Awareness Perception Presence: Moving from the Fish Body
Malcolm has spent the last five-years developing a body of work called Awareness Perception Presence in which he combines the Feldenkrais Method, Experiential Anatomy and other specially-devised material to enter into a physical dialogue with ourselves and our environment. In this particular series, we'll explore the Fish Body (axial skeleton) taking some of Steve Paxton's Material For The Spine as our reference.
Each class begins with a guided exploration/lecture/dialogue in which the specific theme of the class is introduced through movement and associated anatomical details. Next part is a Feldenkrais Awareness Through Movement (ATM) class, which aims to clarify some aspects of the theme. The final part of the class is spent in self-directed exploration taking the reference movements as a starting point.
Since we work alone in these classes, it is possible to open these to anyone who wishes to attend. The set material is simply standing and walking so makes no special demands physically.
Perceiving Choices
perceptual principles and improvisation as tool for composition
Composing dances is about making choices. About how dancers organise their own bodies and their compositional relationships to their environment and others co-existing within it. These choices can be set before the performance or made live in front of an audience. They can be made by the dancer themselves or by someone else. Whatever the case, it is our perception that presents us with the elements from which to choose. The more fine-grained the perception, the more elements we can choose from and the more subtlety we can employ in combining them.

Data excerpts:
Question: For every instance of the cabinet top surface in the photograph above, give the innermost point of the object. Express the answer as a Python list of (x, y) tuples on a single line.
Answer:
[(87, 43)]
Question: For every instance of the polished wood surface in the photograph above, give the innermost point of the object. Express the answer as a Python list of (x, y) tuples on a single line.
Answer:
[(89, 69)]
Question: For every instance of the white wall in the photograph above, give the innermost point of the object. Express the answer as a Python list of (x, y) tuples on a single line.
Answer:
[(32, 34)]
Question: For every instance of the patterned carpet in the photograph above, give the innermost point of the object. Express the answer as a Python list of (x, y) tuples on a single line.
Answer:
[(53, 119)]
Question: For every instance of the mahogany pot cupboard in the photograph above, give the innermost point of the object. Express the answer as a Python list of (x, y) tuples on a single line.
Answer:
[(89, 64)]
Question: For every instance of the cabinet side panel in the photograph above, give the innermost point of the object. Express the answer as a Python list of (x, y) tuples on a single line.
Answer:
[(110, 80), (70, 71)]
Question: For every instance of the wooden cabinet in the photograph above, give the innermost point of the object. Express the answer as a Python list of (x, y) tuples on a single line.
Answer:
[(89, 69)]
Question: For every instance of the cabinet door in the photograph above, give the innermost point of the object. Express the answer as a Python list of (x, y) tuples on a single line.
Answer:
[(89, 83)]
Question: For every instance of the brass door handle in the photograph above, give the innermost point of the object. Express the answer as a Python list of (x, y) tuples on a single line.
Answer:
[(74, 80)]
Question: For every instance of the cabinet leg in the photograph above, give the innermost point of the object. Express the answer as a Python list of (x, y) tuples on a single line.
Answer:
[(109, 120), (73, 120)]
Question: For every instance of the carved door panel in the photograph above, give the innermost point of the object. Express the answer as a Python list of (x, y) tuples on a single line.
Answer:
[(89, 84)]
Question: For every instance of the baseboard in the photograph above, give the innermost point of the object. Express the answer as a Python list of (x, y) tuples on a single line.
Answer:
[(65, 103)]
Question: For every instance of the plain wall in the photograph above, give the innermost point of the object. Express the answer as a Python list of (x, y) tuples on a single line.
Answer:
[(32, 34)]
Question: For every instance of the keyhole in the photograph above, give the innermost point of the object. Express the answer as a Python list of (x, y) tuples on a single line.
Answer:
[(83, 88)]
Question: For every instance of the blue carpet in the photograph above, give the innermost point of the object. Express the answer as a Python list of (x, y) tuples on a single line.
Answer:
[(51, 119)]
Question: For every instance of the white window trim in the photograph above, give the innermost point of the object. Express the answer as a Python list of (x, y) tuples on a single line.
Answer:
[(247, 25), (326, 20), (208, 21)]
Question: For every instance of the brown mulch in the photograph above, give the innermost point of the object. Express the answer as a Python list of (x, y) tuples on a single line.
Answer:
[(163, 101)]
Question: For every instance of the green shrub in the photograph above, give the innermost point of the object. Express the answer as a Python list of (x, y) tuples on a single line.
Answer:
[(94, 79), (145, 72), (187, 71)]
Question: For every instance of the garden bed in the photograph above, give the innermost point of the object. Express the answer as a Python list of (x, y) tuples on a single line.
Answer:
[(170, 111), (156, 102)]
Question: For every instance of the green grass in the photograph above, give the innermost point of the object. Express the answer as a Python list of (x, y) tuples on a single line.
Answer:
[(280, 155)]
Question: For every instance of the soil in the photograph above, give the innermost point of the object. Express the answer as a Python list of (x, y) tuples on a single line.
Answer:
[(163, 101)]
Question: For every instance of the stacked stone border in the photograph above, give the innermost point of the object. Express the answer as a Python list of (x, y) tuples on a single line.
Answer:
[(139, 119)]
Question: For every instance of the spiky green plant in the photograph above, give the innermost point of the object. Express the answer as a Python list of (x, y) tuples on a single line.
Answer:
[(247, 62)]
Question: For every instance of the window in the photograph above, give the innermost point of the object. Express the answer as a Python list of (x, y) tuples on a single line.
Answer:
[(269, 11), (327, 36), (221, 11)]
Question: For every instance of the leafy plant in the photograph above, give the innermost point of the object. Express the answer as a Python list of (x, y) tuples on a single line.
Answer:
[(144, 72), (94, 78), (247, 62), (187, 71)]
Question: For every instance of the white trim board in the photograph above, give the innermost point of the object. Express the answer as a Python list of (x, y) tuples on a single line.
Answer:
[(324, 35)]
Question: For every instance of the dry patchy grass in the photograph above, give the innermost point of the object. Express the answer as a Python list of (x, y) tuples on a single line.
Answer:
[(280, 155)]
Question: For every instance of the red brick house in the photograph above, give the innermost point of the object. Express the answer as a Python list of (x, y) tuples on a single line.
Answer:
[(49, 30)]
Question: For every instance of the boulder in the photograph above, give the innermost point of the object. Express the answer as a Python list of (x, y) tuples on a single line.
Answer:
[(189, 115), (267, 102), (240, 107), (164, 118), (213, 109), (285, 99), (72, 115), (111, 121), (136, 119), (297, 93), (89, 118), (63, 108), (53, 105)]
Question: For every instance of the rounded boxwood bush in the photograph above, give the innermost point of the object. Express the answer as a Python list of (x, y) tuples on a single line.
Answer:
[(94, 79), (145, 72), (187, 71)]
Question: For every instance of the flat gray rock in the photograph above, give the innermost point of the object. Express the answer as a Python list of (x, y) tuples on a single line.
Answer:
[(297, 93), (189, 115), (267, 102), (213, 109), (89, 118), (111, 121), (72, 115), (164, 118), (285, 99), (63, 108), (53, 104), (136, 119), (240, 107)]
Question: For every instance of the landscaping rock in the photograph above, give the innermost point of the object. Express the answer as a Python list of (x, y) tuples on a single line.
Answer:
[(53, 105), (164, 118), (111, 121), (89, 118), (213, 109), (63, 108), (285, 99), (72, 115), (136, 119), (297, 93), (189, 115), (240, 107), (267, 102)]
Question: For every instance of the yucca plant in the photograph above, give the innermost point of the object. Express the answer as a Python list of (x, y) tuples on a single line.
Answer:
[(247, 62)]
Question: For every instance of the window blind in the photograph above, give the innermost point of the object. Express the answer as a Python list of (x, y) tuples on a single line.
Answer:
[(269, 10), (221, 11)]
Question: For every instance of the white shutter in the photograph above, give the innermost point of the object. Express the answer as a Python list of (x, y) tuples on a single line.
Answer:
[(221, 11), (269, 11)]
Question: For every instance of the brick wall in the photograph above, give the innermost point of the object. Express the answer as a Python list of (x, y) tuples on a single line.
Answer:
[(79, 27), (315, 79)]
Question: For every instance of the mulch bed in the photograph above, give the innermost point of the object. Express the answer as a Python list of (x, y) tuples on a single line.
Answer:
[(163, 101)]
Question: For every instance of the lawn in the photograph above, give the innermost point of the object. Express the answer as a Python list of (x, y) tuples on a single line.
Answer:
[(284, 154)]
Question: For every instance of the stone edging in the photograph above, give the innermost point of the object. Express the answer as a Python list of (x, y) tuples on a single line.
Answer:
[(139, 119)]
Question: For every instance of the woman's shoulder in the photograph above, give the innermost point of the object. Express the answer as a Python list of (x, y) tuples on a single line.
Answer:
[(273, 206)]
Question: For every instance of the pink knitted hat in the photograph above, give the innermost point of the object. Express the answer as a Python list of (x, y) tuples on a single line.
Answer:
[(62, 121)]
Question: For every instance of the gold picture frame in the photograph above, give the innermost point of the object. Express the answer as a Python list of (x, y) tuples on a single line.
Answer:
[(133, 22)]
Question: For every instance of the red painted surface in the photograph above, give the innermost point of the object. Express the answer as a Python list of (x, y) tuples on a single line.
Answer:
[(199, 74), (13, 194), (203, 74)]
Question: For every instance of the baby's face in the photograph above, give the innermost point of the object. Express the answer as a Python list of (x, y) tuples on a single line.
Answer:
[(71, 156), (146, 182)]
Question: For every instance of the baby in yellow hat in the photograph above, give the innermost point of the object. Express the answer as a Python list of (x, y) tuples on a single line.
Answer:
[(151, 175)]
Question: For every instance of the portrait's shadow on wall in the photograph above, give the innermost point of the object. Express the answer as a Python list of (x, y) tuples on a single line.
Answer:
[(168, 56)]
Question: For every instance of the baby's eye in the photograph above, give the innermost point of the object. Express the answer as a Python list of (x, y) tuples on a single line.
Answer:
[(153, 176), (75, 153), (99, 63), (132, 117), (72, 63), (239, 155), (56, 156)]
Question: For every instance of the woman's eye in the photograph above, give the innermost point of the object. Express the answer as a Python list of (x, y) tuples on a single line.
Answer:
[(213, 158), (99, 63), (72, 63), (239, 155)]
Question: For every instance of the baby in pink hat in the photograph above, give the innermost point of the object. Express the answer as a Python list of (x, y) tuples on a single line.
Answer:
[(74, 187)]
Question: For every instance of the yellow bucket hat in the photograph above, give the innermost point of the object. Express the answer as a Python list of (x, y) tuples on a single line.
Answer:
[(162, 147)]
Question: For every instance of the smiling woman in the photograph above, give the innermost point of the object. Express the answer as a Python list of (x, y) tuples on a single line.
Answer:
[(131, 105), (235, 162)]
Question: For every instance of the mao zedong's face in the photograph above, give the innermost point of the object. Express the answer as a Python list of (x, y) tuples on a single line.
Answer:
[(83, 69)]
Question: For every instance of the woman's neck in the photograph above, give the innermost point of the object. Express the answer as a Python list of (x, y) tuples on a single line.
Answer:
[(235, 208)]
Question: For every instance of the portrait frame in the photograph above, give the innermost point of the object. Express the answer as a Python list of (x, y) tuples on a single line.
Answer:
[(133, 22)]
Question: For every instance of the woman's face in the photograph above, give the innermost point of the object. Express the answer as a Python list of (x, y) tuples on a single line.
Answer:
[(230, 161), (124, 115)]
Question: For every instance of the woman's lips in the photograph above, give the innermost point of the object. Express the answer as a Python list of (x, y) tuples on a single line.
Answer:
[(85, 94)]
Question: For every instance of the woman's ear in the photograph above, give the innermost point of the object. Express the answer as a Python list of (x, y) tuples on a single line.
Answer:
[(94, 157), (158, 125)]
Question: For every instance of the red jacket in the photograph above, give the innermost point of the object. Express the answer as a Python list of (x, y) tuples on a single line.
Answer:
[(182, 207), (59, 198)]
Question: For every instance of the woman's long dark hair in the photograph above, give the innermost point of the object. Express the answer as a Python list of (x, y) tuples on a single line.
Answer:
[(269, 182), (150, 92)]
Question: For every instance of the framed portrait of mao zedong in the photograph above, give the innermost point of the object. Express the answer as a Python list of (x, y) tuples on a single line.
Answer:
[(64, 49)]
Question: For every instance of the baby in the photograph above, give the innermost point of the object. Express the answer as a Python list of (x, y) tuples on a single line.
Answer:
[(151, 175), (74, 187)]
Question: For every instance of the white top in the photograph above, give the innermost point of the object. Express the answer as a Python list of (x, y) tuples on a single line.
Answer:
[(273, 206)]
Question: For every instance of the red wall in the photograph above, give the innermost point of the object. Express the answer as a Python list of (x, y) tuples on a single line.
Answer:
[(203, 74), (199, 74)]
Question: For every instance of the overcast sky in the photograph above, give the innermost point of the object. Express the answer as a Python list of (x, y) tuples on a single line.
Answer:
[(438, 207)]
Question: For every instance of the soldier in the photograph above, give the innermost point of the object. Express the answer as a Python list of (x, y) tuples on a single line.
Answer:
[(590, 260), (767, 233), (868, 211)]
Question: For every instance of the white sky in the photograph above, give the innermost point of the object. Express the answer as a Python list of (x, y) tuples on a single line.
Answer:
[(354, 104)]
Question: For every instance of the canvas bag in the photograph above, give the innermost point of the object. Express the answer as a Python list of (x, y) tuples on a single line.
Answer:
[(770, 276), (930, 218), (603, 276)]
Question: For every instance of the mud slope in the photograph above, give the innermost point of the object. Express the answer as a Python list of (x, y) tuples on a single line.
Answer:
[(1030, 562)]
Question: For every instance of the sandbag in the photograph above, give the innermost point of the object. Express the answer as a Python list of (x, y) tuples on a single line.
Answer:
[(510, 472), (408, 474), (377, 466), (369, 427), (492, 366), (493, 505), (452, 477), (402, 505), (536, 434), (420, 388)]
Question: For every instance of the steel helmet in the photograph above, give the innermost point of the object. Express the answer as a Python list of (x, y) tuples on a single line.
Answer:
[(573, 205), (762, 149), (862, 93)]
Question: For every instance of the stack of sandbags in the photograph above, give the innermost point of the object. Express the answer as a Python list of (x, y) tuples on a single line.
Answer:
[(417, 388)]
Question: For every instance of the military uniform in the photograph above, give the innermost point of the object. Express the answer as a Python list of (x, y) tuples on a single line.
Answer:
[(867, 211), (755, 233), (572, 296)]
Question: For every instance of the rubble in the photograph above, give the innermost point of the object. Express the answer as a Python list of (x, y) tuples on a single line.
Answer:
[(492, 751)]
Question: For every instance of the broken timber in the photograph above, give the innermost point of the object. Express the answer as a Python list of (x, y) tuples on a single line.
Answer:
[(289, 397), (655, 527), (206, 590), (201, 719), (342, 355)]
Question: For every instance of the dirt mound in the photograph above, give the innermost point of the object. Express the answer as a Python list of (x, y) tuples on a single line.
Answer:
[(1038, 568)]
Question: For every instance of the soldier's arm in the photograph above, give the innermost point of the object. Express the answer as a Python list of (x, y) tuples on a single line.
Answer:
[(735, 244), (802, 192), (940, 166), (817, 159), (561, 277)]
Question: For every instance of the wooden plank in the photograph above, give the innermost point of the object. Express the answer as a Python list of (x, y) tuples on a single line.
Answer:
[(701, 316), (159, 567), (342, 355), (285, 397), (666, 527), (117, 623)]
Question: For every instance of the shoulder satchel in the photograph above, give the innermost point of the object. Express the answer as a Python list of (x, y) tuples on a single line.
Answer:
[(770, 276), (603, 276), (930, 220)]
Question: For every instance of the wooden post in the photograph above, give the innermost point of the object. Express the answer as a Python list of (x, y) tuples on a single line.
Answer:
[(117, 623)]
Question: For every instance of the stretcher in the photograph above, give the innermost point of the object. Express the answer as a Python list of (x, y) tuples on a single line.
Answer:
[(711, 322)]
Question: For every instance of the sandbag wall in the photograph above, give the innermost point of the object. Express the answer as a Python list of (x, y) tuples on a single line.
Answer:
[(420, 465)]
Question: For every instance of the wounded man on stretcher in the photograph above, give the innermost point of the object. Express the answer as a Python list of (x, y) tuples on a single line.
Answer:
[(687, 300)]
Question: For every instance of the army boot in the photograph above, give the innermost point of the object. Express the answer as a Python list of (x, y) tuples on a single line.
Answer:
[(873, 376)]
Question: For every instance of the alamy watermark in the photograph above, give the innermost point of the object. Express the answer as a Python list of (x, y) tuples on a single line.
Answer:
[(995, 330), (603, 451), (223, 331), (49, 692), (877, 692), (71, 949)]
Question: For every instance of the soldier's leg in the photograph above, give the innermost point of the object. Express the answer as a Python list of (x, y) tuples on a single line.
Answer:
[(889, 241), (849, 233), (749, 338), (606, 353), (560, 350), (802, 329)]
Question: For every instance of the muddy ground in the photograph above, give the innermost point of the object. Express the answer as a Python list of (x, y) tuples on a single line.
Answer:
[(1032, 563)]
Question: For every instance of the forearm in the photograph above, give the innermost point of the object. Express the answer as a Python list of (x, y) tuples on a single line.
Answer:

Written exercise 1:
In the class description above, copy the passage starting with "Since we work" and going on through "in combining them.".
Written exercise 2:
Answer these from the class description above:
(a) How many years has Malcolm spent developing Awareness Perception Presence?
(b) What name does the series give to the axial skeleton?
(c) In the part on choices in composing dances, what presents us with the elements from which to choose?

Final result 1:
Since we work alone in these classes, it is possible to open these to anyone who wishes to attend. The set material is simply standing and walking so makes no special demands physically.
Perceiving Choices
perceptual principles and improvisation as tool for composition
Composing dances is about making choices. About how dancers organise their own bodies and their compositional relationships to their environment and others co-existing within it. These choices can be set before the performance or made live in front of an audience. They can be made by the dancer themselves or by someone else. Whatever the case, it is our perception that presents us with the elements from which to choose. The more fine-grained the perception, the more elements we can choose from and the more subtlety we can employ in combining them.

Final result 2:
(a) Five years.
(b) The Fish Body.
(c) Our perception.